Each line below should be repeated exactly as it stands.

§

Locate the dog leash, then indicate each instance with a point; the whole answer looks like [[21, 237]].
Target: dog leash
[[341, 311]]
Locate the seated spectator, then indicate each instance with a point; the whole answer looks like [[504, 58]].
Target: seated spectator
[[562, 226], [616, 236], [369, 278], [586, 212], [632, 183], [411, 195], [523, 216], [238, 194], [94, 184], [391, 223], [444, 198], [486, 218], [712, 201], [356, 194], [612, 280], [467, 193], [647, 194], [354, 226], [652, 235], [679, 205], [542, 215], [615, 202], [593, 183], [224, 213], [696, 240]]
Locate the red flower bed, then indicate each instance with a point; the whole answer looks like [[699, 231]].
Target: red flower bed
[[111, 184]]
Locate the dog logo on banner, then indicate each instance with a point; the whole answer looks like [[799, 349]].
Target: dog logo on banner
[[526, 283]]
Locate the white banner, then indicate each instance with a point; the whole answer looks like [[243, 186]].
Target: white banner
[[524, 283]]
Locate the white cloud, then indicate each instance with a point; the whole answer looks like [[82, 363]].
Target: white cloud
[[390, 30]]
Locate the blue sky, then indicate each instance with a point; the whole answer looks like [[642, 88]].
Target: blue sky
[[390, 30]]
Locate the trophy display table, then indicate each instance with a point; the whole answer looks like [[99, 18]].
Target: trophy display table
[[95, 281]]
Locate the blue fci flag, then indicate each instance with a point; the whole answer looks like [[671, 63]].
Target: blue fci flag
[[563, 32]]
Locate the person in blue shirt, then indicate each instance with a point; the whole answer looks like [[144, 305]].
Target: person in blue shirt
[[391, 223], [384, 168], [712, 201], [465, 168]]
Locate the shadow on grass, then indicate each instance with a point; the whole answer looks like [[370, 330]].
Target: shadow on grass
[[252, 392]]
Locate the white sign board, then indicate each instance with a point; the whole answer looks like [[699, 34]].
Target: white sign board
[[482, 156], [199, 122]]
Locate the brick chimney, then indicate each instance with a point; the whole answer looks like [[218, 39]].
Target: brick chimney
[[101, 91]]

§

### Task result
Locate the dog leash, then indicate each instance with a point; the whole answer looks like [[21, 237]].
Target: dog leash
[[341, 311]]
Locate the seated spectator, then indicate each instance with a point; the whole answer looks like [[504, 58]].
Target: seated spectator
[[562, 226], [616, 236], [369, 278], [586, 212], [632, 183], [411, 195], [523, 216], [238, 194], [94, 184], [391, 223], [444, 198], [486, 218], [712, 201], [356, 194], [612, 280], [467, 193], [647, 194], [354, 226], [652, 235], [679, 205], [542, 215], [615, 202], [593, 183], [224, 213], [696, 240]]
Locate the red flower bed, then indicate each instance with a point; the whole answer looks like [[699, 231]].
Target: red flower bed
[[111, 184]]
Locate the dog logo on banner, then indicate each instance with a point; the whole answer looks like [[799, 349]].
Target: dog logo on banner
[[526, 283]]
Locate the white banner, then indicate each instance with a point; the whole answer looks like [[243, 186]].
Target: white banner
[[524, 283]]
Locate the white cloud, then indicate each instance with a point; the whole answer looks like [[82, 363]].
Target: white cloud
[[390, 30]]
Locate the blue sky, then indicate each instance with a point; the whole answer looks like [[642, 88]].
Target: blue sky
[[390, 30]]
Locate the trophy display table, then indicate each instance with a point; the whole answer looks like [[99, 18]].
Target: trophy display table
[[95, 281]]
Locate the blue fci flag, then indicate each instance with a point; the whole answer looks like [[671, 63]].
Target: blue fci flag
[[563, 32]]
Locate the person in blue shirt, then indicate each instance with a point; the whole answer looks like [[144, 305]].
Target: person in blue shirt
[[391, 223], [384, 168], [712, 201], [465, 168]]
Locate the shadow on grass, then indicate each instance with a point; the whole answer looks like [[370, 330]].
Target: shadow on grass
[[252, 392]]
Locate the white sign board, then indicate each instance with a point; the whole answer looks like [[699, 34]].
Target: white sign board
[[482, 156], [199, 122]]
Locate the brick chimney, then indicate each instance with a point; the whole answer looks like [[218, 39]].
Target: brick chimney
[[101, 91]]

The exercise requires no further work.